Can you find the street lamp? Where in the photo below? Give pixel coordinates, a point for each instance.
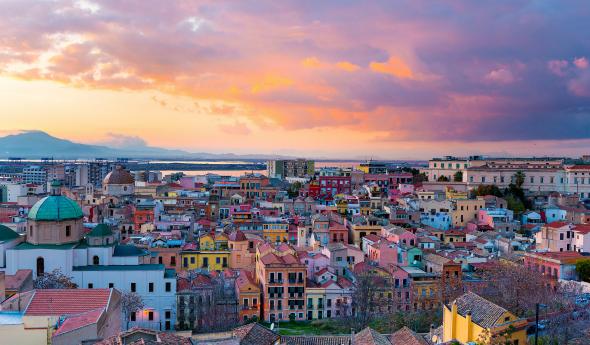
(538, 305)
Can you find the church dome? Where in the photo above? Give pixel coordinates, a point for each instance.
(55, 208)
(118, 176)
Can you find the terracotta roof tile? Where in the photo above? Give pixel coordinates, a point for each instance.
(406, 336)
(70, 301)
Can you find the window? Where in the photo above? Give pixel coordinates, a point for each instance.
(40, 266)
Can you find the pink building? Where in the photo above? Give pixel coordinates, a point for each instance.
(555, 237)
(556, 265)
(582, 237)
(383, 253)
(399, 235)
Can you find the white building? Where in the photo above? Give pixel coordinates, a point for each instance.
(55, 240)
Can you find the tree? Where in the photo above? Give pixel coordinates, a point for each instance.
(514, 204)
(368, 298)
(294, 188)
(583, 270)
(54, 280)
(131, 303)
(516, 288)
(519, 177)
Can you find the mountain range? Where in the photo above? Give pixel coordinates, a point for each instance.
(38, 144)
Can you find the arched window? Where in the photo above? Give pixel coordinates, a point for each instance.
(40, 266)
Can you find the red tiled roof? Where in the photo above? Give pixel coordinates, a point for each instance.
(582, 228)
(557, 224)
(373, 238)
(67, 301)
(78, 321)
(14, 282)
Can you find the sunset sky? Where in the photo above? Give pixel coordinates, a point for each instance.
(318, 78)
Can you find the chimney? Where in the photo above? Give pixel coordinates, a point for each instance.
(431, 333)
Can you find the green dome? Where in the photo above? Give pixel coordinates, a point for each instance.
(55, 208)
(101, 230)
(7, 234)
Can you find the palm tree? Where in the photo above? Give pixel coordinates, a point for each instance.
(519, 179)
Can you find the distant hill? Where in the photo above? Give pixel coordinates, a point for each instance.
(38, 144)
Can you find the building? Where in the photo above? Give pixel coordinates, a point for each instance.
(447, 166)
(213, 253)
(118, 182)
(555, 237)
(56, 239)
(206, 301)
(333, 185)
(373, 167)
(248, 294)
(556, 265)
(35, 174)
(469, 318)
(66, 316)
(290, 168)
(465, 211)
(282, 279)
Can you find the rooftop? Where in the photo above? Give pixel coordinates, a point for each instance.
(67, 301)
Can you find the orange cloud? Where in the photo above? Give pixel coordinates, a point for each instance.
(347, 66)
(271, 82)
(311, 62)
(394, 66)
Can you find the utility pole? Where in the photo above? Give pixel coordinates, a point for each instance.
(537, 306)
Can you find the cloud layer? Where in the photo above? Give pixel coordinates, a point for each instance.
(413, 70)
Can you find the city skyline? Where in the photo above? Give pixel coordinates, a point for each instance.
(395, 80)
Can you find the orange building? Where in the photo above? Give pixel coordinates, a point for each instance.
(243, 251)
(142, 215)
(283, 281)
(248, 293)
(169, 257)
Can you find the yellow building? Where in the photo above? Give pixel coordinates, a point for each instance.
(275, 232)
(471, 318)
(213, 254)
(465, 210)
(451, 193)
(363, 226)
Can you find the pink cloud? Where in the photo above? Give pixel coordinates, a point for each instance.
(500, 76)
(557, 67)
(581, 63)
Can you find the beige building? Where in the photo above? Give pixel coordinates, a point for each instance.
(465, 210)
------------------------------------------------------------
| Task directions |
Starting with the line that contains "Can you find the distant", print each line through the last one in the listing. Include both end lines and add nothing.

| Solved problem |
Can you find the distant hill? Where in the photo above? Give pixel coordinates, a point for each instance.
(38, 144)
Can you find the building? Where in the photo above? Give pixel coordinates, a point for each instance.
(447, 166)
(213, 253)
(118, 182)
(555, 237)
(56, 239)
(206, 301)
(333, 185)
(373, 167)
(248, 294)
(556, 265)
(35, 174)
(469, 318)
(66, 316)
(290, 168)
(465, 211)
(282, 279)
Can you find the rooftop? Where in the photo above? Give pixel coordinates, a point for each instance.
(67, 301)
Can you find the orange cloud? Where in the photo above? Give pixel coordinates, a point for each instance.
(347, 66)
(271, 82)
(311, 62)
(394, 66)
Can you find the utility pole? Where in the photo above? Give pixel coordinates, a point for each instance.
(537, 306)
Can you find the cloud layer? Where in the photo above? Give pixel coordinates, a point for each instance.
(413, 70)
Can you find the city skyline? Where in the photo above? Give pixel coordinates, a point for each instance.
(395, 80)
Can you find the orange building? Where in the photo above? Give pixel coordinates, a point for each instance.
(243, 251)
(142, 215)
(283, 281)
(248, 293)
(169, 257)
Can you find the yellow building? Where in the photo above? Give pixel coordinates, a point for each instance.
(275, 232)
(471, 318)
(213, 254)
(465, 210)
(451, 193)
(363, 226)
Can you find the pink cloud? Where in the photo above? Give pixel coordinates, a point for each instance.
(500, 76)
(557, 67)
(581, 63)
Can you find the beige building? Where in the photo above? Give pixel coordinates, a point for each instance.
(465, 210)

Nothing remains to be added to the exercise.